An essential problem, specific to industrial scale food industry bioprocesses, is the fact that the technological background results are very variable [1]. In many cases, the variability of raw materials used in the industrial processes leads to a non-reproducibility of the charges. Taking into consideration these aspects, the use of the technical operator’s experience for leading the process is recommended, and it is possible by systems based on *system expert* type of knowledge.

Also, heat transfer aspects led to the development of models and automatic control techniques regarding the optimization of the thermal regime of the bioprocessors [17].

All these research and achievements are proper to the examined bioprocesses and usually have a low degree of reproducibility. A generalization has not been achieved at the moment; it is very difficult to achieve and this can only be made to a certain extent.

Another aspect is the improvement of the technological performances concerning the energy consumption. As a result, optimizing the energy consumption through the introduction of advanced leading systems leads to a conservation of fossil fuels. It can be affirmed that, indirectly, a bio-economy is being advocated for. In *Bio-economy versus biodiversity*, Hall [18] says “The bio-economy agenda is especially attractive to fossil fuel companies who want to be seen pursuing an exit- from-oil strategy; and to biotechnology companies desperately in need of a Trojan horse to provide safe passage for risky and unpopular new technologies.”

■ What to do ■
1 – In the passage on food industry bioprocesses, what often makes the charges non-reproducible?
2 – Extend the passage on the control of food industry bioprocesses, starting after its final sentence.

■ Supplied entries ■
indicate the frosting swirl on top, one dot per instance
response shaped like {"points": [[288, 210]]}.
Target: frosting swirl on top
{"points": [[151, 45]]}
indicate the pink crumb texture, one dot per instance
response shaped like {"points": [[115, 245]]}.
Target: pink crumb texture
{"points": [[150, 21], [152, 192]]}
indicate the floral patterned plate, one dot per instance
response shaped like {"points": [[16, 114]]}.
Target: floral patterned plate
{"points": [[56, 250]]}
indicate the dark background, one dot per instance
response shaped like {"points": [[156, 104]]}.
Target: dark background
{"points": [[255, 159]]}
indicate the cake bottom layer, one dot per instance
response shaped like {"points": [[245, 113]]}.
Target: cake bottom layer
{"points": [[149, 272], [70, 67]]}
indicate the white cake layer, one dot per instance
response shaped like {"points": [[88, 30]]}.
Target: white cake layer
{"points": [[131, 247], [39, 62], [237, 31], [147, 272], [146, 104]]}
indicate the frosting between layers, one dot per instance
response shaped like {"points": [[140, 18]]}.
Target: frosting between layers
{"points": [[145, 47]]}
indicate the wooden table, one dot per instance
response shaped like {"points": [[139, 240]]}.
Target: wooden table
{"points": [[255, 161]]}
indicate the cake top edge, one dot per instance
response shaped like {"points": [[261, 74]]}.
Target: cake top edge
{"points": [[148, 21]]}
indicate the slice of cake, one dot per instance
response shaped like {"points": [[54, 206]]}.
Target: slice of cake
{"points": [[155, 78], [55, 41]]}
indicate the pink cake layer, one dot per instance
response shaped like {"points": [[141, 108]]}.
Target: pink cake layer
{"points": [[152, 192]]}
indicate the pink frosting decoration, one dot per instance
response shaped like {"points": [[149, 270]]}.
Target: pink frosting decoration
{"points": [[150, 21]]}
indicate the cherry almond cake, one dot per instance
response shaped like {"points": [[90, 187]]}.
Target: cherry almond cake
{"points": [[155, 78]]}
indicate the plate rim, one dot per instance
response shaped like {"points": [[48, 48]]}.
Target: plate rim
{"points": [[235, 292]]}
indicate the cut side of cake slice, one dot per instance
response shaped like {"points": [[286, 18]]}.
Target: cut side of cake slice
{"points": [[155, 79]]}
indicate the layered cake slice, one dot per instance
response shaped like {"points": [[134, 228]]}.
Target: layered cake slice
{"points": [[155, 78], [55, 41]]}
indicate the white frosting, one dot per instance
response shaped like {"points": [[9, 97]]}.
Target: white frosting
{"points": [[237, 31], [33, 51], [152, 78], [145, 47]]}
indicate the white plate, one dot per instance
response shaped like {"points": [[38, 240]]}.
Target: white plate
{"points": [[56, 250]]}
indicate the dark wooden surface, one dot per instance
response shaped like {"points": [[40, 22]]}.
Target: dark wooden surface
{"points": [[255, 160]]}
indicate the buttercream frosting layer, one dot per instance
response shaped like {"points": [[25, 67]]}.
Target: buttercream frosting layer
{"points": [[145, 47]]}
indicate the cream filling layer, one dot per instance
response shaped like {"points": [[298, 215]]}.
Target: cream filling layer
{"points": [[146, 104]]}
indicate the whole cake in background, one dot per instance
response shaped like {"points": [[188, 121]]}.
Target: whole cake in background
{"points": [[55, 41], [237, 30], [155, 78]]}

■ Results ■
1 – The variability of the raw materials used in the industrial processes.

2 –
After a brief introduction regarding the modeling of bioprocesses, on the first part, the chapter proposes the different approaches that have been taken: “knowledge-based” models, non-physiological mathematical descriptions, behavior prediction models, and empirical models. The second part will deal with a nonlinear model for white wine alcoholic fermentation process which, besides the detailed kinetic model, involves equations corresponding to the physiological phases of yeast cells, the inhibitory effect of ethanol, heat transfer equations, and the dependence of kinetic parameters on temperature.

## 2. Current stage in fermentation processes modeling

### 2.1. The biotechnological processes modeling

A *biotechnological process* implies a development (growth) of a microorganism population (culture medium), *biomass*, in a bioreactor (vessel) by the consumption of some nutrients (carbon, nitrogen, oxygen, vitamins, etc.) that represent the *substrate*, if the physical and chemical conditions (temperature, pH, aeration, etc.) are favorable. Customarily, the microorganisms' growth takes place in a liquid medium (aqua). It is obvious that in a bioreactor many biochemical and biological reactions take place simultaneously. Each elementary reaction is, usually, catalyzed by a protein (enzyme) and can form a specific *product* or a *metabolite*. The aim of such a culture can be

- biomass producing ( bacteria, yeasts, etc.);

- producing a principal component (amino acid, medicines, marsh gas, etc.);

- biological decontamination (biological consumption of the pollutant substrates by the biomass).

Because the microbial mechanism of growth that involves alive organisms is very complex, a detailed modeling is not possible or is very complicated. Usually, the bioreactor assumes a perfect stirred and is described by a number of macro-scope variables, such as biomass, substrate, product, oxygen concentrations, pH, temperature, etc. Function of the fermentation type could also be defined by another concentration.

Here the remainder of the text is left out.